>> START

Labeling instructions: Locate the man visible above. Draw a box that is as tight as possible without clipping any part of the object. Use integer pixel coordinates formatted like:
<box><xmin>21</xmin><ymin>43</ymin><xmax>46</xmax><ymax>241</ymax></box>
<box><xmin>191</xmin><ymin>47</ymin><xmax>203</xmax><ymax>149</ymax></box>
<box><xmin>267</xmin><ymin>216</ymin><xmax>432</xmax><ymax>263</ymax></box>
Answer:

>> END

Extract every line of the data above that contains the string "ymax".

<box><xmin>21</xmin><ymin>43</ymin><xmax>46</xmax><ymax>241</ymax></box>
<box><xmin>191</xmin><ymin>47</ymin><xmax>203</xmax><ymax>149</ymax></box>
<box><xmin>267</xmin><ymin>216</ymin><xmax>432</xmax><ymax>263</ymax></box>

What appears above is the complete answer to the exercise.